§ **Problem description**:
I'd like the entries repeated exactly, without their pictures.

Stored data entries
== Segment start ==

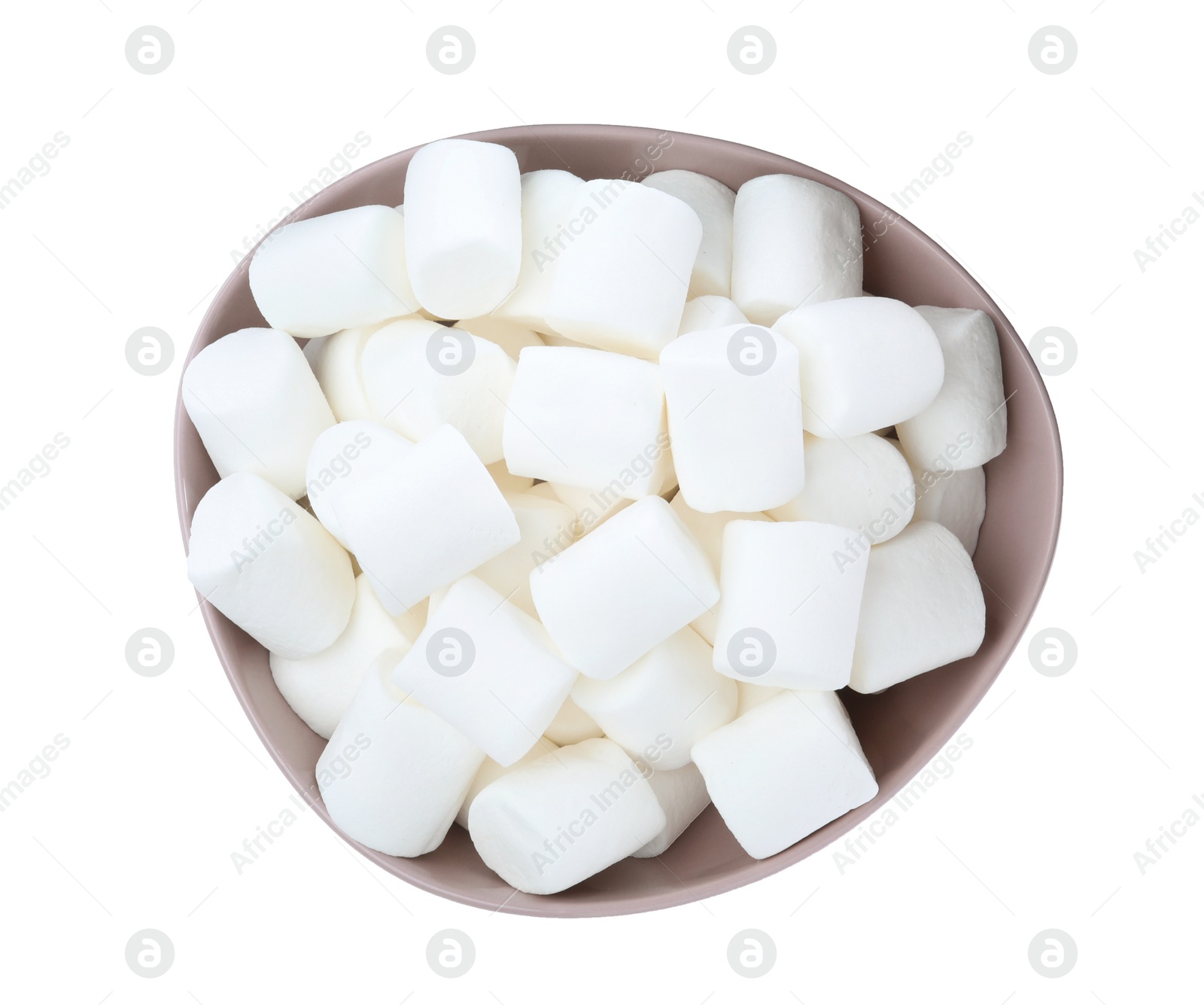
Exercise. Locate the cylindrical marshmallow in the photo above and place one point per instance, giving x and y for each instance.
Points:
(547, 209)
(860, 483)
(794, 241)
(736, 419)
(419, 375)
(552, 824)
(967, 422)
(319, 688)
(864, 363)
(341, 458)
(340, 270)
(270, 567)
(623, 281)
(257, 407)
(464, 228)
(713, 202)
(664, 703)
(394, 774)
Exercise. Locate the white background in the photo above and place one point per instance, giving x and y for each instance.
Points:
(166, 174)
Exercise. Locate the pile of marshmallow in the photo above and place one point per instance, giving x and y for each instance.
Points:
(525, 527)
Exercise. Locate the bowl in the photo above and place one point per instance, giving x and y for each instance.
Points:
(901, 729)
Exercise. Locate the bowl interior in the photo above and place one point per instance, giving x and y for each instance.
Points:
(900, 729)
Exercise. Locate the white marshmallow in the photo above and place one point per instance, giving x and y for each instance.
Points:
(491, 772)
(708, 531)
(786, 769)
(341, 458)
(488, 669)
(427, 519)
(552, 824)
(319, 688)
(335, 361)
(587, 419)
(664, 703)
(593, 507)
(394, 774)
(923, 608)
(571, 724)
(340, 270)
(623, 282)
(637, 579)
(553, 339)
(790, 604)
(506, 481)
(707, 312)
(546, 527)
(750, 696)
(683, 796)
(270, 567)
(547, 206)
(794, 241)
(713, 202)
(464, 228)
(865, 363)
(736, 419)
(257, 407)
(419, 375)
(861, 483)
(954, 499)
(512, 338)
(967, 422)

== Segment end ==

§ **Task solution**:
Exercise. Locate the cylindrical marshmallow in the photo above and place one point per instance, giving x and y for each instance.
Points:
(547, 209)
(860, 483)
(794, 241)
(736, 419)
(419, 375)
(552, 824)
(967, 422)
(319, 688)
(864, 363)
(341, 458)
(340, 270)
(270, 567)
(623, 281)
(257, 407)
(464, 228)
(713, 202)
(664, 703)
(394, 774)
Exercise. Locate the white background in the photo above and place one point per instance, giving x and y for each instance.
Points:
(166, 174)
Exercise. Locate the pile of marshmallow in the photo above and place one point per instance, giving x and y for each instance.
Points:
(525, 527)
Exercise. Locate the bowl in the photo above and place one point per instance, giving x and y for each instance.
Points:
(901, 729)
Exercise. Locate the bowl interior in the photo above and place one point per instance, giving x and y for each instance.
Points:
(900, 729)
Exercise. Locate the white marshmallow in the photo above and place one point per instance, giving x and y for each instance.
Points:
(491, 772)
(708, 531)
(786, 769)
(341, 458)
(488, 669)
(427, 519)
(552, 824)
(319, 688)
(335, 361)
(587, 419)
(664, 703)
(593, 507)
(394, 774)
(923, 608)
(571, 724)
(340, 270)
(623, 282)
(637, 579)
(553, 339)
(790, 604)
(506, 481)
(707, 312)
(546, 527)
(750, 696)
(683, 796)
(270, 567)
(547, 206)
(794, 241)
(713, 202)
(464, 228)
(865, 363)
(736, 419)
(257, 407)
(419, 375)
(861, 483)
(954, 499)
(512, 338)
(967, 422)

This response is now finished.